-- Extracted records --
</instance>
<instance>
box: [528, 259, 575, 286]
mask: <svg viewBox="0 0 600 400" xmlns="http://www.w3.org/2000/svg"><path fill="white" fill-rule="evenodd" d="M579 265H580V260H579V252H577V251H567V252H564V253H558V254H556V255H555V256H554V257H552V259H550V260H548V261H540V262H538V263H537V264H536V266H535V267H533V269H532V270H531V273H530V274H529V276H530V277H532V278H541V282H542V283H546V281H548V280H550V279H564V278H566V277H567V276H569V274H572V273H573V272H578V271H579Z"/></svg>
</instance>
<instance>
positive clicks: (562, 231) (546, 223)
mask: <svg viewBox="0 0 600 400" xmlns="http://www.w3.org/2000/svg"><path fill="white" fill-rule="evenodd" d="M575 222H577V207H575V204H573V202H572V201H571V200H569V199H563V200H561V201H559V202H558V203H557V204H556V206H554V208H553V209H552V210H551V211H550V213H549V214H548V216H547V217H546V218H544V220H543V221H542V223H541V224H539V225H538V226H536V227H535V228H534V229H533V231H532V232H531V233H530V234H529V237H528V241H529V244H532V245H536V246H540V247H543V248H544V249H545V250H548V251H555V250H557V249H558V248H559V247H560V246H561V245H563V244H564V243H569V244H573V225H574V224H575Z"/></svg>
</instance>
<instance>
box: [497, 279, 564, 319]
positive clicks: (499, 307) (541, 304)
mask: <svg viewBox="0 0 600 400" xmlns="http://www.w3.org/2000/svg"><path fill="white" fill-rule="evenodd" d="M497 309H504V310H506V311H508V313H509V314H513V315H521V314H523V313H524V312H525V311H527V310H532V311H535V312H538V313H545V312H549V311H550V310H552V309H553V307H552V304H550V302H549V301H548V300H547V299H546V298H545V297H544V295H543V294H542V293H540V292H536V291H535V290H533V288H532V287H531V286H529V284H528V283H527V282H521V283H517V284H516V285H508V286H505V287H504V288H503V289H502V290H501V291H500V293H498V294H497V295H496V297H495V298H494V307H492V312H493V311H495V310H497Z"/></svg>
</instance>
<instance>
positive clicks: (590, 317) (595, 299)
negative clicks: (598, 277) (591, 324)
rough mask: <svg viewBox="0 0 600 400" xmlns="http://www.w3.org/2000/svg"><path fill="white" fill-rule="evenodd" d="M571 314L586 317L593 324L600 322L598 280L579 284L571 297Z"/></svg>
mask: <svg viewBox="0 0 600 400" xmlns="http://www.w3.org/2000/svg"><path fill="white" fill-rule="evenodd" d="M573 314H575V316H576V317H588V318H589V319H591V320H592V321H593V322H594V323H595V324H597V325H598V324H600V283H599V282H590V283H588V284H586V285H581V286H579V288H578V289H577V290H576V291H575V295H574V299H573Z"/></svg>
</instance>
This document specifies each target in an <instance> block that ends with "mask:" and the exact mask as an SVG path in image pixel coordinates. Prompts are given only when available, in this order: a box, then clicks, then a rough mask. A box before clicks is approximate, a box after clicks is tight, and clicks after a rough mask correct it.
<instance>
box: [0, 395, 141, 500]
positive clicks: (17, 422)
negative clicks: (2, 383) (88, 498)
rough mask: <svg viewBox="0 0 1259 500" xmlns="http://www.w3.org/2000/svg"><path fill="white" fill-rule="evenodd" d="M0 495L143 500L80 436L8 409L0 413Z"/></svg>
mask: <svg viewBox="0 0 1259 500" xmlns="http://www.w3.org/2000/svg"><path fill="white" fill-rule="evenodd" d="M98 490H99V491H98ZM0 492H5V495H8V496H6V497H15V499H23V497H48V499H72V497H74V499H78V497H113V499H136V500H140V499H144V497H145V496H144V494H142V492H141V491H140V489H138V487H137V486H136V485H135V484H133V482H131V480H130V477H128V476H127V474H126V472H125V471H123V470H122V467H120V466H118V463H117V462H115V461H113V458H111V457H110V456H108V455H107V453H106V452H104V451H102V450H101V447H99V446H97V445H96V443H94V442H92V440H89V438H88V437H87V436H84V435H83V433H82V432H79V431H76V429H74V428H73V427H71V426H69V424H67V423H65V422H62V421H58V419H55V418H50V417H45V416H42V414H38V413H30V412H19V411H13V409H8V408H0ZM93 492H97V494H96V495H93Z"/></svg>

-- Work required --
Every entry shown earlier is to be returned exactly, line for line.

-- Answer to this problem --
</instance>
<instance>
box: [528, 259, 575, 286]
mask: <svg viewBox="0 0 600 400" xmlns="http://www.w3.org/2000/svg"><path fill="white" fill-rule="evenodd" d="M579 265H580V260H579V252H577V251H567V252H564V253H558V254H556V255H555V256H554V257H552V259H550V260H548V261H540V262H538V263H537V264H536V266H535V267H533V269H532V270H531V273H530V274H529V276H530V277H532V278H541V282H542V283H546V281H548V280H550V279H564V278H566V277H567V276H569V274H572V273H573V272H578V271H579Z"/></svg>
</instance>
<instance>
positive clicks: (562, 231) (546, 223)
mask: <svg viewBox="0 0 600 400" xmlns="http://www.w3.org/2000/svg"><path fill="white" fill-rule="evenodd" d="M575 222H577V207H575V204H573V202H572V201H571V200H569V199H563V200H561V201H559V202H558V203H557V204H556V206H554V208H553V209H552V210H551V211H550V213H549V214H548V216H547V217H546V218H544V220H543V221H542V223H541V224H539V225H538V226H536V227H535V228H534V229H533V231H532V232H531V233H530V234H529V237H528V241H529V244H532V245H536V246H540V247H543V248H544V249H545V250H548V251H555V250H557V249H558V248H559V247H560V246H561V245H563V244H564V243H569V244H573V225H574V224H575Z"/></svg>
</instance>
<instance>
box: [497, 279, 564, 319]
positive clicks: (499, 307) (541, 304)
mask: <svg viewBox="0 0 600 400" xmlns="http://www.w3.org/2000/svg"><path fill="white" fill-rule="evenodd" d="M497 309H504V310H506V311H508V313H509V314H513V315H521V314H523V313H524V312H525V311H527V310H532V311H535V312H538V313H545V312H549V311H550V310H552V309H553V307H552V304H550V302H549V301H548V300H547V299H546V298H545V297H544V295H543V294H542V293H540V292H536V291H535V290H533V288H532V287H531V286H529V284H528V283H527V282H521V283H517V284H516V285H508V286H505V287H504V288H503V289H502V290H501V291H500V293H498V294H497V295H496V297H495V298H494V307H492V312H493V311H495V310H497Z"/></svg>
</instance>
<instance>
positive clicks: (590, 317) (595, 299)
negative clicks: (598, 277) (591, 324)
rough mask: <svg viewBox="0 0 600 400" xmlns="http://www.w3.org/2000/svg"><path fill="white" fill-rule="evenodd" d="M571 314L586 317L593 324L600 322L598 280L579 284L571 297Z"/></svg>
mask: <svg viewBox="0 0 600 400" xmlns="http://www.w3.org/2000/svg"><path fill="white" fill-rule="evenodd" d="M573 314H575V316H576V317H588V318H589V319H591V320H592V321H593V322H594V323H595V324H597V325H598V324H600V283H599V282H590V283H588V284H586V285H581V286H579V288H578V289H577V290H576V291H575V295H574V299H573Z"/></svg>
</instance>
This document specifies each target in an <instance> block that ends with "mask:" and the exact mask as an SVG path in image pixel coordinates. Prompts are given only when available, in this order: a box, then clicks, then a rough mask. A box before clicks is approximate, a box after clicks is tight, and clicks after a rough mask correct it.
<instance>
box: [0, 395, 141, 500]
positive clicks: (17, 422)
negative clicks: (2, 383) (88, 498)
rough mask: <svg viewBox="0 0 1259 500" xmlns="http://www.w3.org/2000/svg"><path fill="white" fill-rule="evenodd" d="M0 495L143 500L80 436L8 409L0 413Z"/></svg>
mask: <svg viewBox="0 0 1259 500" xmlns="http://www.w3.org/2000/svg"><path fill="white" fill-rule="evenodd" d="M98 490H99V491H98ZM0 492H5V495H8V496H6V497H15V499H23V497H48V499H72V497H74V499H78V497H113V499H136V500H140V499H144V497H145V496H144V494H142V492H141V491H140V489H138V487H137V486H136V485H135V484H133V482H131V480H130V477H128V476H127V474H126V472H125V471H123V470H122V467H120V466H118V463H117V462H115V461H113V458H111V457H110V456H108V455H107V453H106V452H104V451H102V450H101V447H99V446H97V445H96V443H94V442H92V440H89V438H88V437H87V436H84V435H83V433H82V432H79V431H76V429H74V428H73V427H71V426H69V424H67V423H65V422H62V421H58V419H55V418H50V417H45V416H42V414H38V413H30V412H19V411H13V409H8V408H0ZM93 492H97V494H96V495H93Z"/></svg>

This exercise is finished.